# 练习目标
列出下面所有含有字符串“wooden”的行，每行完整照抄。匹配时区分大小写。

# 练习材料
╭──

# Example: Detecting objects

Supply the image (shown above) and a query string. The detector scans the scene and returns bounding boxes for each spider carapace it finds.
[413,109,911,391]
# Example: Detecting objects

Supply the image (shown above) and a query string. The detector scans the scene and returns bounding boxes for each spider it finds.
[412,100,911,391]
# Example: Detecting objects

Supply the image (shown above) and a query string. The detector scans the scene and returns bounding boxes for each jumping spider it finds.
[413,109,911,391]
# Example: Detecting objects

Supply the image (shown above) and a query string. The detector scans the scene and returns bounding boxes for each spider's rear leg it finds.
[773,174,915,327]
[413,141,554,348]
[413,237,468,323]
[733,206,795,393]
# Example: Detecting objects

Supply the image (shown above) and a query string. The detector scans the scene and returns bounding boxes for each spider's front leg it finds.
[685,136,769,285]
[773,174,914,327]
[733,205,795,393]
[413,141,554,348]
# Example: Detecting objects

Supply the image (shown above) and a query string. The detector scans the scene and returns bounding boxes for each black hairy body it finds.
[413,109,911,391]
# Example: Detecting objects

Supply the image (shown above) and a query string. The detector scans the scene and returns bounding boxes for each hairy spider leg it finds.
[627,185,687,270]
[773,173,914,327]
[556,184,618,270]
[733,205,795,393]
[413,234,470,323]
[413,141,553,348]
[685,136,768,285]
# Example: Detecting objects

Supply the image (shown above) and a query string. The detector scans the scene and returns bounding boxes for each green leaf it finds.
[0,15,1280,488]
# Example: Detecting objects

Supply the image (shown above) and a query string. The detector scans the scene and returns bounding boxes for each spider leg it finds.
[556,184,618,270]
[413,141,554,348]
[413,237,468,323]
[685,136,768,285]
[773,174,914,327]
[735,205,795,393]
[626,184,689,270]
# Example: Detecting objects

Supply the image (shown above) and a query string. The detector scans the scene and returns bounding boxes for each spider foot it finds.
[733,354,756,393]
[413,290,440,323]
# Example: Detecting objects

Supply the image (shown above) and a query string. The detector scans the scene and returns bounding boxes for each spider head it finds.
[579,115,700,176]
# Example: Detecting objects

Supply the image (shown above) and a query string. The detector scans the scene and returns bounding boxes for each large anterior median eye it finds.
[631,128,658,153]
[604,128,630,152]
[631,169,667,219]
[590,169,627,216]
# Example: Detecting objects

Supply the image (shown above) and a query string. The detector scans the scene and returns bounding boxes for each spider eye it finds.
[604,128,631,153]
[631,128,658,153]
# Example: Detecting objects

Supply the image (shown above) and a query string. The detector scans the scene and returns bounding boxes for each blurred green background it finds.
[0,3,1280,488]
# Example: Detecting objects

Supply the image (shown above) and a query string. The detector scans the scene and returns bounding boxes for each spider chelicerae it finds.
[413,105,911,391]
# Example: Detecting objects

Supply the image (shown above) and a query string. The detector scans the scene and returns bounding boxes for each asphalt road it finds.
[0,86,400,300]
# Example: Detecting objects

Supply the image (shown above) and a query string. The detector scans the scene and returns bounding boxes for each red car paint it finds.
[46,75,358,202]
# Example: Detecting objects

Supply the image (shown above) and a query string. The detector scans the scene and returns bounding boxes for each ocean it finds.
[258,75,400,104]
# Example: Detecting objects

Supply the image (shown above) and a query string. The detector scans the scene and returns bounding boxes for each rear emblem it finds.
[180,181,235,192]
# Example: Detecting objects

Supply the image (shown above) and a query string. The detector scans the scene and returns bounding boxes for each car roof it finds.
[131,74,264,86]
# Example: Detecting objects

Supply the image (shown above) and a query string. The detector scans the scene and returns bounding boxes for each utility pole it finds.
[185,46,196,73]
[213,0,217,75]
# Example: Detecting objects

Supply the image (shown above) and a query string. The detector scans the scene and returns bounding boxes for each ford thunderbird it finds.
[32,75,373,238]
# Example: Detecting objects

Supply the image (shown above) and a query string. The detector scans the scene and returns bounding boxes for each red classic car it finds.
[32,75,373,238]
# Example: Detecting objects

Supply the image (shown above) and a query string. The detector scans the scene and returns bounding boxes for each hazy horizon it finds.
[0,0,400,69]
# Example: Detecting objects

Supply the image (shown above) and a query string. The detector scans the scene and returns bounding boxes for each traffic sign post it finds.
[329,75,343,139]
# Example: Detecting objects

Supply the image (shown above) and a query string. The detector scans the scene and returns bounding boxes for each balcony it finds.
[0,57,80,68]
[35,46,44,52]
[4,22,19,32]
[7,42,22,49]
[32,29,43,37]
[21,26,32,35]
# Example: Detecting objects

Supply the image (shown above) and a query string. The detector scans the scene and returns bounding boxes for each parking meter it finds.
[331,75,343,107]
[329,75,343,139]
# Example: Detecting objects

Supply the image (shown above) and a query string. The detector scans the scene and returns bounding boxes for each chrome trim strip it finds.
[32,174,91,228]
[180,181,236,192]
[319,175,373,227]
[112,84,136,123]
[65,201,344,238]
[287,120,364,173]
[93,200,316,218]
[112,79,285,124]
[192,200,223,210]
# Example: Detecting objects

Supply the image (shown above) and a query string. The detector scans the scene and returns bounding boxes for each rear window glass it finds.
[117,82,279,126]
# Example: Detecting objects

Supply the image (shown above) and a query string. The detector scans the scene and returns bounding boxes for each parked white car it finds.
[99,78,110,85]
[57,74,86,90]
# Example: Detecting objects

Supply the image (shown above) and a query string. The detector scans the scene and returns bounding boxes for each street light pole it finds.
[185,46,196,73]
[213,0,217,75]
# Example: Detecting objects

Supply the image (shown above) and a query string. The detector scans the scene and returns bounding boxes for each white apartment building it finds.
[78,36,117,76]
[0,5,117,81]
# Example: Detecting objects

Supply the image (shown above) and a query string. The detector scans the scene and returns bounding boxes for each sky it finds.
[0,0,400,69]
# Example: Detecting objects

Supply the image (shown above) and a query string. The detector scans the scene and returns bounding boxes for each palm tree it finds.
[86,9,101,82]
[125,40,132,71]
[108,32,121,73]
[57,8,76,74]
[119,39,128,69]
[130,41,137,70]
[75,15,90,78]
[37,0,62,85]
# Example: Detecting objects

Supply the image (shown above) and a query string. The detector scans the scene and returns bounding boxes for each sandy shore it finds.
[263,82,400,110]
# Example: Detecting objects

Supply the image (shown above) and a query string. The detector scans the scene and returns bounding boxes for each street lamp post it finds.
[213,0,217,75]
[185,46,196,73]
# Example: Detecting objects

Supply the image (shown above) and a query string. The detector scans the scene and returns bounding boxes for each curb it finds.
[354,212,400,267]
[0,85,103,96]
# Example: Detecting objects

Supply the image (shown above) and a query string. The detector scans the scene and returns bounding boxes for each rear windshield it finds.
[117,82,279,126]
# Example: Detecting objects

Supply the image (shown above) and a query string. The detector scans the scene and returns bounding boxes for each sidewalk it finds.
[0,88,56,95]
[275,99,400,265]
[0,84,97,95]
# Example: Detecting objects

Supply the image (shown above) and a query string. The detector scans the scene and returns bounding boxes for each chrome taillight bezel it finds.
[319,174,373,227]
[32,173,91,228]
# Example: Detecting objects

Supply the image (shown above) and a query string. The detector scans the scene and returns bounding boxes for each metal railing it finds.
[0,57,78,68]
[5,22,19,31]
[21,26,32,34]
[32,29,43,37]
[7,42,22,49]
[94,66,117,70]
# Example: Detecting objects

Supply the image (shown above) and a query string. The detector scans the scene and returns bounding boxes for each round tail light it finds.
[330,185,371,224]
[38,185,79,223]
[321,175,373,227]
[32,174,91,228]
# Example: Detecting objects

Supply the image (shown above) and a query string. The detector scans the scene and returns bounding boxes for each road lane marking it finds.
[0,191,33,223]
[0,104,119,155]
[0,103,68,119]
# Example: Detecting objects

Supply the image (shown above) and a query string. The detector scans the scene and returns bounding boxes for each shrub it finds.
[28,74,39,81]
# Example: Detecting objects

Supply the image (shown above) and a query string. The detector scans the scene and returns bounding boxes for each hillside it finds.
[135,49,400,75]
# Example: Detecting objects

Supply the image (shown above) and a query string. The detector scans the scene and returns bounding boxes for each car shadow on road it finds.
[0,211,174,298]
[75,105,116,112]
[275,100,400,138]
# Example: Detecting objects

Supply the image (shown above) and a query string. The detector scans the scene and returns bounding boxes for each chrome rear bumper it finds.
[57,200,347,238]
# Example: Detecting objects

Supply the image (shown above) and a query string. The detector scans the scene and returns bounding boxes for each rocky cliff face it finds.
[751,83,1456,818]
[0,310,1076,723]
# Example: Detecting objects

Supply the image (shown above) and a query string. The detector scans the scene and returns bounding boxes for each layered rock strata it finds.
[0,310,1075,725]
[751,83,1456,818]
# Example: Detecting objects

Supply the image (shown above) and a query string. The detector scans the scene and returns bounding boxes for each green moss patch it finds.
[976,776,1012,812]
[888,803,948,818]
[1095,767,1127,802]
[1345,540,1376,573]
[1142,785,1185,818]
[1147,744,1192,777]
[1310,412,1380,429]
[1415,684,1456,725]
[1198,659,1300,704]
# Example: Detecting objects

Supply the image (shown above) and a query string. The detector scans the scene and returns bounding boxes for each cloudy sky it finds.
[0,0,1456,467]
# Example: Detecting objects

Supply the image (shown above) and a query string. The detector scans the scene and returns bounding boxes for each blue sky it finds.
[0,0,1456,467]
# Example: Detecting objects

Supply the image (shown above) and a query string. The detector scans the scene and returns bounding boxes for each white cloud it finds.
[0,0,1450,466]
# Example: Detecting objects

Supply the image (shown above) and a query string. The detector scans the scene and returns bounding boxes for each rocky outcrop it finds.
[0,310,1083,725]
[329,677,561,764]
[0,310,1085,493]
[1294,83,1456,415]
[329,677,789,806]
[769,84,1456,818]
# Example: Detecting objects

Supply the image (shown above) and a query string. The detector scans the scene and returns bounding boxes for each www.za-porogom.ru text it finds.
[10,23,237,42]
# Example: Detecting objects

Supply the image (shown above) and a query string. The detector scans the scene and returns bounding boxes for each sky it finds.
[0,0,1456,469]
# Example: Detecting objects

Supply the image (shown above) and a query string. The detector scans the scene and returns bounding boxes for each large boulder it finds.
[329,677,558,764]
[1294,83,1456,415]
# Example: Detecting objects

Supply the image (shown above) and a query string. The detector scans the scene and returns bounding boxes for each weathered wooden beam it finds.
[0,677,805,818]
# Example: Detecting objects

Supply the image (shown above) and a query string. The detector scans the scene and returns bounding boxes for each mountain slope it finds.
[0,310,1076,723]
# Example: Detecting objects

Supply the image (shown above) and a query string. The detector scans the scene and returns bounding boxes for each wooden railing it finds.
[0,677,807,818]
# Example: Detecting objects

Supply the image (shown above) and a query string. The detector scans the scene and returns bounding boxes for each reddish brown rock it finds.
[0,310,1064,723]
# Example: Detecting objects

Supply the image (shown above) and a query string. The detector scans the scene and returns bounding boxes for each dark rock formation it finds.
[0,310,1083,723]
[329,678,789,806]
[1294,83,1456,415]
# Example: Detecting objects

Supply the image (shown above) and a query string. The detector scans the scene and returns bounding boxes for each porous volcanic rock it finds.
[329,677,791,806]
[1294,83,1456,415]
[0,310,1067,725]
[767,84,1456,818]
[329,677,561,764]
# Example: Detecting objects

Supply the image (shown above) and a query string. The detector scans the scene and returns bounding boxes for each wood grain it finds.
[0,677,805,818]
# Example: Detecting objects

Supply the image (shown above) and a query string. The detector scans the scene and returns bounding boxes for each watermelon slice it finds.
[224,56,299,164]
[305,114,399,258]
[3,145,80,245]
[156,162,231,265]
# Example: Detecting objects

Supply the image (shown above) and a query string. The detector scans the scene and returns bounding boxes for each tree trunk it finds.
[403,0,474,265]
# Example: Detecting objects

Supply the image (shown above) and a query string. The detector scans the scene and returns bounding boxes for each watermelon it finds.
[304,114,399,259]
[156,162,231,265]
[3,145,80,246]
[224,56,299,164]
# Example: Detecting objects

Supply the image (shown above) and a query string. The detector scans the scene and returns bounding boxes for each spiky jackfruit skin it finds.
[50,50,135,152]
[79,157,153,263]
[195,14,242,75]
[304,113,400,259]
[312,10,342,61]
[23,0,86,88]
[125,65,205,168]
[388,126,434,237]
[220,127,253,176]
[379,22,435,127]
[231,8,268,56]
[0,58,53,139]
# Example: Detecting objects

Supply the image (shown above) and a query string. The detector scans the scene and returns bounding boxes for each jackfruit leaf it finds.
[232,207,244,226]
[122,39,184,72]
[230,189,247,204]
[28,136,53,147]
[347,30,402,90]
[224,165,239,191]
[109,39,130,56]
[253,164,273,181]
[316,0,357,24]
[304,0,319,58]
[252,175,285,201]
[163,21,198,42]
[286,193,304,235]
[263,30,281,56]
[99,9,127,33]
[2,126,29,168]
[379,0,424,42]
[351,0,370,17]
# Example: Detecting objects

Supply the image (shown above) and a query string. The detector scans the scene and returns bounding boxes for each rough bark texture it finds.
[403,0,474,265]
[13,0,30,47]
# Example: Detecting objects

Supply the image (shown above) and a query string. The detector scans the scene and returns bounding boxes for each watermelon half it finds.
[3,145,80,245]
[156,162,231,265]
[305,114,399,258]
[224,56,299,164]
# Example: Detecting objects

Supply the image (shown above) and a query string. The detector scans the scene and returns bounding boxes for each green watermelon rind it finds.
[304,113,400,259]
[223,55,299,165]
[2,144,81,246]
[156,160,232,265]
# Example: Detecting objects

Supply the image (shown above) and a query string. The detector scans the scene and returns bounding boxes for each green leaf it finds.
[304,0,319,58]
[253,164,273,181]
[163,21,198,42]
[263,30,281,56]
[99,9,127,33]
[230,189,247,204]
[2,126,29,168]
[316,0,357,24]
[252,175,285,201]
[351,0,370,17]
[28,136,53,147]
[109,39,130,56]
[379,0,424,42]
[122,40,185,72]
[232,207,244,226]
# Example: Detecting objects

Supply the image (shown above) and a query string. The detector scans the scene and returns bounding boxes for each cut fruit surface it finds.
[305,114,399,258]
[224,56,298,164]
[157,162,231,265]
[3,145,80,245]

╰──

# 参考答案
Supply the image (shown above) and a query string. The detector scans the scene and returns bounding boxes for each weathered wooden beam it finds.
Supply the image (shown above) and a query string. The detector scans the scene and returns bounding boxes for each wooden railing it finds.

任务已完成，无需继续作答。